Recorded data
- - -

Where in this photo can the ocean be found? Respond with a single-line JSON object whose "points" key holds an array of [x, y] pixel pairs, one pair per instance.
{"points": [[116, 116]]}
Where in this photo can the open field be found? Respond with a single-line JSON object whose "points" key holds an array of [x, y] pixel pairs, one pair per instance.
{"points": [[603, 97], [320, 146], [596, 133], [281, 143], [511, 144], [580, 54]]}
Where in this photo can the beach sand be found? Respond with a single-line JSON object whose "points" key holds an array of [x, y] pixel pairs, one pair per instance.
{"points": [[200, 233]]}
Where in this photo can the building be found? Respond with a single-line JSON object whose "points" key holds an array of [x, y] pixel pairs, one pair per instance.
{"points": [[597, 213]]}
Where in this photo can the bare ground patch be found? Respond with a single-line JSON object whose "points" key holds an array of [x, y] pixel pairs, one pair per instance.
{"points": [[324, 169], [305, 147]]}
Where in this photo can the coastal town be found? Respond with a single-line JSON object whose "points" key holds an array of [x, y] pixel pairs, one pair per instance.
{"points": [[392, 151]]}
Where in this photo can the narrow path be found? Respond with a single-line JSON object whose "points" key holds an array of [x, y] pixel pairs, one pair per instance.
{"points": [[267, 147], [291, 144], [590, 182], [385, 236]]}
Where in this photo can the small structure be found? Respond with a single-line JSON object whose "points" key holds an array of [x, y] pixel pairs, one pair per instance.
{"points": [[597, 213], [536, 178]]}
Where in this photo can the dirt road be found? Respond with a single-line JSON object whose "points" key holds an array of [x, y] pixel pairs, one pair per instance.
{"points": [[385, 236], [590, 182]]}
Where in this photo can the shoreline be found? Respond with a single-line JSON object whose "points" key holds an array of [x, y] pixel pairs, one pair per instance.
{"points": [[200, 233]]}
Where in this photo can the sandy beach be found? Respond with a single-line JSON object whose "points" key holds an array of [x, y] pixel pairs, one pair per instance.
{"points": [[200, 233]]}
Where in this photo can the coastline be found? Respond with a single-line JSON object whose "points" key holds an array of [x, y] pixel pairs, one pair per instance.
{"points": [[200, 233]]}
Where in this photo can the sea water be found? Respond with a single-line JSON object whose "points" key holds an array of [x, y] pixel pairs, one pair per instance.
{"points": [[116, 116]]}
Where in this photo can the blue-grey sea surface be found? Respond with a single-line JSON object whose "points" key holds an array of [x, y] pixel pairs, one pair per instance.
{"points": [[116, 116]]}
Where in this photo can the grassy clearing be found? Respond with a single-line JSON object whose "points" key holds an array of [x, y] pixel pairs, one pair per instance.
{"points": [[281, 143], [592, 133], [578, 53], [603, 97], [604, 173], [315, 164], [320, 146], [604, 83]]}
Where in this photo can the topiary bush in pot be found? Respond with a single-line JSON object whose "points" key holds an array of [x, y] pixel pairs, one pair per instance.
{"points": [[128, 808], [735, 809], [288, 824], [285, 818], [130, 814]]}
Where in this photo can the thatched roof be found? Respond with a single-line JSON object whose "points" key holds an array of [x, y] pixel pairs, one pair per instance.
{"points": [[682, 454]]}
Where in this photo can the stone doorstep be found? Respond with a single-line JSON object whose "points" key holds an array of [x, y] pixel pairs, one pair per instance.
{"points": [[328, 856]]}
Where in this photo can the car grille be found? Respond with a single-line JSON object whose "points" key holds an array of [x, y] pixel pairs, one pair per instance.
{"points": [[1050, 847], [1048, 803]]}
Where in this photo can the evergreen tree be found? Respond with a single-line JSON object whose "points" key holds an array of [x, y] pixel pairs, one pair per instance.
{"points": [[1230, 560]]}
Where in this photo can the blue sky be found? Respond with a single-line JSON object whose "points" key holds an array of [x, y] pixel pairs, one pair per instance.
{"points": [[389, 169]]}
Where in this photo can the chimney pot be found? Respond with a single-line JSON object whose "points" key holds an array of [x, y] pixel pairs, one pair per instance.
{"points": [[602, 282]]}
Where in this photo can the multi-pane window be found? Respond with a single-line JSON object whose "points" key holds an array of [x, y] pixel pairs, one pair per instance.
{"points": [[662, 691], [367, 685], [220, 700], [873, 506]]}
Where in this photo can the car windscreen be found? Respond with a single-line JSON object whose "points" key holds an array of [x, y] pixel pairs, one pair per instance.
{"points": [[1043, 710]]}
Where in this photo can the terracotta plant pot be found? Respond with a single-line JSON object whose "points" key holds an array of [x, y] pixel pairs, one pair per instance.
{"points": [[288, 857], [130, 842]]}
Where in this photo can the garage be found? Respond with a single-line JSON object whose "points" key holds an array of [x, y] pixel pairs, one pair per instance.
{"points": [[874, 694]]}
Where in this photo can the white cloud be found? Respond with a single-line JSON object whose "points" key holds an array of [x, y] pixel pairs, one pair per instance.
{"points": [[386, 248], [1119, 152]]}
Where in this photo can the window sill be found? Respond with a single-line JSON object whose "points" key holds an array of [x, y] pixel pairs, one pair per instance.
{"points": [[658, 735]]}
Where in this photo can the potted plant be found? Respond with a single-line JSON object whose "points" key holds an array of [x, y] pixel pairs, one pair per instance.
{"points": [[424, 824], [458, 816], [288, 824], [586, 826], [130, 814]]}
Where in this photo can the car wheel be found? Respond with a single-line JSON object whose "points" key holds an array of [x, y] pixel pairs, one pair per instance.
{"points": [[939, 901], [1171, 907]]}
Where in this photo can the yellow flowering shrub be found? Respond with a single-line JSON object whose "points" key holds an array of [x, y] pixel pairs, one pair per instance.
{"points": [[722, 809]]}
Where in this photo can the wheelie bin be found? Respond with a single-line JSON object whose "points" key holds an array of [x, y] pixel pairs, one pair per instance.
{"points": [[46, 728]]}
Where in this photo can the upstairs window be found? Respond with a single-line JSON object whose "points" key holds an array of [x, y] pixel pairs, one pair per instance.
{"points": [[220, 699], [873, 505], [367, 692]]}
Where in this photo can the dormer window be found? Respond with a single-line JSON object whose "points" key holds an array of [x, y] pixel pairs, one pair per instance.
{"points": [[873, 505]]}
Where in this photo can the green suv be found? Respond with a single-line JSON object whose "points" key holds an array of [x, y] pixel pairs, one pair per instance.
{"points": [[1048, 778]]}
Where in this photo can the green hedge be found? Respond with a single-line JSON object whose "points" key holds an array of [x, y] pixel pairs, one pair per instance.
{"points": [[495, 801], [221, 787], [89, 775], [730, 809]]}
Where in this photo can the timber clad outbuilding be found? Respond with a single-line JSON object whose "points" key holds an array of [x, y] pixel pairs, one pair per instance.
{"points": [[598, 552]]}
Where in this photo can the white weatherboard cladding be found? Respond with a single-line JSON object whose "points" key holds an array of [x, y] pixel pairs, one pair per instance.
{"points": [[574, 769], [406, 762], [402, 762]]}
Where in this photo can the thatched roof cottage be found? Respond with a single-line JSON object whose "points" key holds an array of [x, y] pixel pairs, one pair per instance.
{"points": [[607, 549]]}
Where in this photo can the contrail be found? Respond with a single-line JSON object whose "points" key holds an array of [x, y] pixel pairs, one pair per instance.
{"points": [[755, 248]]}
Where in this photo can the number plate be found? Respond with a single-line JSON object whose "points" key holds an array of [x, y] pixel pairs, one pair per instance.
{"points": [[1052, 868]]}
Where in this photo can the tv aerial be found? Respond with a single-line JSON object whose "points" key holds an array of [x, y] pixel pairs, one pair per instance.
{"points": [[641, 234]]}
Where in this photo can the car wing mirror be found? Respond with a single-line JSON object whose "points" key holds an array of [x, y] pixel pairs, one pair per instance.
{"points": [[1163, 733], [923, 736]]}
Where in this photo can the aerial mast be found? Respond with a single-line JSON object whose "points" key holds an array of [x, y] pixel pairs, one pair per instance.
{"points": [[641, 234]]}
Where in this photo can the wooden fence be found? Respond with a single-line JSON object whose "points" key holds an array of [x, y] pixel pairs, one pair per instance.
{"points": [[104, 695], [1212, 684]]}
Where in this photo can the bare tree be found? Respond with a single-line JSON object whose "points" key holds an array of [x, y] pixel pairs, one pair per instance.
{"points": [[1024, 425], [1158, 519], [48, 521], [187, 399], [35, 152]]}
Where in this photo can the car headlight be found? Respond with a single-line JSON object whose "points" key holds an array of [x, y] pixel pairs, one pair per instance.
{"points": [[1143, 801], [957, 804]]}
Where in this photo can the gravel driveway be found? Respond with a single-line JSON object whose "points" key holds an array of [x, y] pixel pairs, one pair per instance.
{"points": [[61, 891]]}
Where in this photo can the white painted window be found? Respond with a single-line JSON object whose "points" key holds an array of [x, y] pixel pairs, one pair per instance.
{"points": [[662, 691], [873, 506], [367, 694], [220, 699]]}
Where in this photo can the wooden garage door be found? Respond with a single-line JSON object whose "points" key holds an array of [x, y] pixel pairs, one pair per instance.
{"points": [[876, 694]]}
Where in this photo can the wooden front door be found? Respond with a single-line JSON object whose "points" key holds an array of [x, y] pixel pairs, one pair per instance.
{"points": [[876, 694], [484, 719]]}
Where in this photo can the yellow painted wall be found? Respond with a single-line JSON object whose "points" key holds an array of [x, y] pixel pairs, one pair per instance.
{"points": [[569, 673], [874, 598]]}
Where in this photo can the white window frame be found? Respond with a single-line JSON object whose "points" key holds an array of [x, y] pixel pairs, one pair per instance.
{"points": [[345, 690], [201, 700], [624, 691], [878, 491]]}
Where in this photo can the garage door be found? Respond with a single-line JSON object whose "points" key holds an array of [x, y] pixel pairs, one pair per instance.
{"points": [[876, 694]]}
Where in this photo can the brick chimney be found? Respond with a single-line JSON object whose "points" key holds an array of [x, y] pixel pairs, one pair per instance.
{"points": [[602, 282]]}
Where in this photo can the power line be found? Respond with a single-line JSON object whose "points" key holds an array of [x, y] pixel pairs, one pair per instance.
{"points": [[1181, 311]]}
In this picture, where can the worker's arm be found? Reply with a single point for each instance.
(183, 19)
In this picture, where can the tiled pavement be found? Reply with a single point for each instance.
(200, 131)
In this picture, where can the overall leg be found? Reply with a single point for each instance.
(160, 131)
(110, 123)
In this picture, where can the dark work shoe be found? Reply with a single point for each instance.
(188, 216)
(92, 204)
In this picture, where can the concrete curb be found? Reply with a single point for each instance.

- - -

(YOUR ASSIGNMENT) Extract the lines above from the one containing "In this picture, where can the dark" to the last line, both included, exactly as written.

(RESULT OF THE TASK)
In this picture, where can the dark work shoe be found? Reply with a single point for each instance.
(188, 216)
(92, 204)
In this picture, where can the concrete curb be found? Reply with a single point for each instance.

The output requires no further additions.